## WRITTEN PROBLEM
Give a verbatim quotation of every record.

>> BEGIN RECORDS FOR THE TASK

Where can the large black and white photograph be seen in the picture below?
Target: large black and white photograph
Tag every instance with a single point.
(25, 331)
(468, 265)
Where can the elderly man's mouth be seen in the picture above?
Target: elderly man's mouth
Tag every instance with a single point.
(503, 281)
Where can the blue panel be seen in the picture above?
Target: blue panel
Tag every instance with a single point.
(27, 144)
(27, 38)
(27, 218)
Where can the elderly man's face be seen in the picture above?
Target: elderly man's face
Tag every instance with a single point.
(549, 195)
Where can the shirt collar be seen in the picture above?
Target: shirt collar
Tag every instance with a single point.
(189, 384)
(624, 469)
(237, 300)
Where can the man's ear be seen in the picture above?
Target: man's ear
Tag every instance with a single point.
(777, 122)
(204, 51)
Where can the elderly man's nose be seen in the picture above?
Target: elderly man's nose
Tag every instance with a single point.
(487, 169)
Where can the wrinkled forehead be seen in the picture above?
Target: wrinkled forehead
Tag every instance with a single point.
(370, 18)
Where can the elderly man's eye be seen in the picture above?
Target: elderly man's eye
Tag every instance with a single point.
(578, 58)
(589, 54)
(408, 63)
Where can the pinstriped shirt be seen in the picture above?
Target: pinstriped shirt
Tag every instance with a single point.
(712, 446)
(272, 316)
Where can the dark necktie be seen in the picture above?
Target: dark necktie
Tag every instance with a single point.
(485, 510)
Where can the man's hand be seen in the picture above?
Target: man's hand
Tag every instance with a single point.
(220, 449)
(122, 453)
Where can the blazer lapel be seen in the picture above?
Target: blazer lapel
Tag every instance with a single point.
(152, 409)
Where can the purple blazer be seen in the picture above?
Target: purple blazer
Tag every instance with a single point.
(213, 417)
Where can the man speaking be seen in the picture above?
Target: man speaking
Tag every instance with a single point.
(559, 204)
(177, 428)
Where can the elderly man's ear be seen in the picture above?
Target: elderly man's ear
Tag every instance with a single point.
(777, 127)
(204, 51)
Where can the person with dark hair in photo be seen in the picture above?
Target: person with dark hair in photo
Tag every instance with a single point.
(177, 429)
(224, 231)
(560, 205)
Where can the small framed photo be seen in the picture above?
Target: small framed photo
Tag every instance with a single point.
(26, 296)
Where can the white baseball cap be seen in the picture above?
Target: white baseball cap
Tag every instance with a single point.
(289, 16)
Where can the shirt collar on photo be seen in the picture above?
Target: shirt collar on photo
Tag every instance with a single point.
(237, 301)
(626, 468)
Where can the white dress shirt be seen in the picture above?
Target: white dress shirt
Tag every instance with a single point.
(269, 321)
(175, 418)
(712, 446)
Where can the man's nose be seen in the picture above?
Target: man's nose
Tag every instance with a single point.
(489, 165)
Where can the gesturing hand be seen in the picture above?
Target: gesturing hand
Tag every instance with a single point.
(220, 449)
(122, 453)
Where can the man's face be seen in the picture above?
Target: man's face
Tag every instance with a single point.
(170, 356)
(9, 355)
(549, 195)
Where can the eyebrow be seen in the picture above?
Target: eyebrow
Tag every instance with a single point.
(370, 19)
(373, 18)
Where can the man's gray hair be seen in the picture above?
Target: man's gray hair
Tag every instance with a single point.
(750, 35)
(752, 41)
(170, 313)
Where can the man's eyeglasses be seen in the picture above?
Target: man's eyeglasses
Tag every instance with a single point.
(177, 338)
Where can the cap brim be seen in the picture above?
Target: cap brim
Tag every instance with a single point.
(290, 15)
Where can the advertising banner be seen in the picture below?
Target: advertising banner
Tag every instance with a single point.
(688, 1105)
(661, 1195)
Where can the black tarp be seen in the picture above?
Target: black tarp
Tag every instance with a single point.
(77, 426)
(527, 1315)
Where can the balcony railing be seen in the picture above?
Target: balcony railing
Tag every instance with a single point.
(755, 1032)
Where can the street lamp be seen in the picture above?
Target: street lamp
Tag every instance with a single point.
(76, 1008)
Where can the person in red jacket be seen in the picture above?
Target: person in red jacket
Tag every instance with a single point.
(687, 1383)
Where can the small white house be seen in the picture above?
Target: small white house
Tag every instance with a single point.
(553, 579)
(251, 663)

>> END RECORDS FOR THE TASK

## ANSWER TO THIS TASK
Where can the large black and white photograph be seen in the picture below?
Target: large black and white photograph
Tag every instance with a single point.
(25, 331)
(468, 265)
Where can the elderly man's mouth be seen in the picture above?
Target: elderly man's mouth
Tag every instance with a single point.
(503, 281)
Where can the blue panel be seen in the picture above?
Target: blue panel
Tag every instance with a single point.
(27, 144)
(27, 38)
(27, 218)
Where can the elderly man's face be seen in the picture above?
Target: elderly man's face
Tag every instance with a single point.
(549, 195)
Where can the shirt collar be seen in the picture above?
Target: shirt collar
Tag every instance with a single point.
(189, 384)
(624, 469)
(237, 300)
Where can the man's ear be seen in the picture above?
Target: man's ear
Tag every instance with a single point.
(777, 122)
(204, 51)
Where can the elderly man's nose be seen in the picture above?
Target: elderly man's nose
Tag every instance with a single point.
(487, 169)
Where can the wrinkled forehead be seen in the picture above?
Target: wrinkled forehead
Tag every instance with a single point.
(370, 18)
Where can the elderly man's eye be seen in the picture above?
Target: elderly man's eye
Tag every instance with a single point.
(578, 58)
(589, 54)
(408, 63)
Where can the pinstriped shirt be seen in the picture above?
Target: pinstriped shirt
Tag every instance with a single point.
(712, 446)
(272, 316)
Where can the dark necktie be seen in the picture above?
Target: dark necktie
Tag every instance with a single point.
(485, 510)
Where can the man's hand be seen in the picture above?
Target: man's hand
Tag every instance with a single point.
(220, 449)
(122, 453)
Where can the blazer lapel be seen in the picture above?
Target: blazer lapel
Tag every instance with a single point.
(152, 409)
Where can the purple blazer be seen in the picture above?
Target: purple blazer
Tag every instance with a single point.
(213, 417)
Where can the man speaking be seen in the picture above?
Target: man speaking
Tag every instance with a single point.
(559, 204)
(177, 428)
Where can the elderly man's ear be seen in the picture above?
Target: elderly man's ear
Tag every instance with a single point.
(777, 127)
(204, 51)
Where can the person with dark hair in photo be seen in the picture above?
Target: person with dark hair in photo
Tag every instance with a single point.
(177, 429)
(224, 231)
(560, 205)
Where can the small framed photo be seen in the picture above?
Target: small framed photo
Tag every instance with a single point.
(26, 296)
Where can the white baseball cap be seen in the picture above?
Target: white baseball cap
Tag every instance with a single point.
(289, 16)
Where can the shirt collar on photo be seen in the picture above?
Target: shirt collar on photo
Tag every instance with a single point.
(237, 301)
(626, 468)
Where can the white dress shirt be seen in the picture above?
Target: white dress shirt
Tag every instance with a single point.
(269, 321)
(175, 418)
(712, 446)
Where can the man's nose be seen in the picture above?
Target: man's nose
Tag every instance with a single point.
(489, 165)
Where can the gesturing hand be seen in the picture above?
Target: gesturing hand
Tag every instance with a single point.
(220, 449)
(122, 453)
Where can the man's face be seen in the picture above?
Target: man's face
Tag every instance with a single point.
(170, 356)
(9, 355)
(549, 195)
Where can the eyebrow be seen in the picture above?
Target: eyebrow
Tag every instance with a single point.
(370, 19)
(373, 18)
Where can the man's gray hair be seen in the picture above?
Target: man's gray hair
Tag every instance with a single point.
(750, 35)
(752, 41)
(170, 313)
Where can the man's eyeglasses be seen in the picture above?
Target: man's eyeglasses
Tag every instance with a single point.
(177, 338)
Where can the cap brim be seen in the picture above?
Target: cap brim
Tag every instance with a single point.
(290, 15)
Where can the advertising banner be seen in the picture below?
Target: advertising banner
Tag every instance with a single point.
(688, 1105)
(661, 1195)
Where can the black tarp be seen in the picture above?
Target: black tarp
Tag every instance with a single point.
(77, 426)
(527, 1315)
Where can the balcony railing be seen in the picture above?
Target: balcony railing
Tag every instance with a single point.
(755, 1032)
Where can the street lamp be seen in the picture above?
Target: street lamp
Tag every instance with a single point.
(76, 1008)
Where can the person in red jacket be seen in the picture above?
Target: person in red jacket
Tag every instance with a single point.
(687, 1383)
Where can the small white house be seen in the picture above?
Target: small white house
Tag every instance with a single point.
(553, 579)
(251, 663)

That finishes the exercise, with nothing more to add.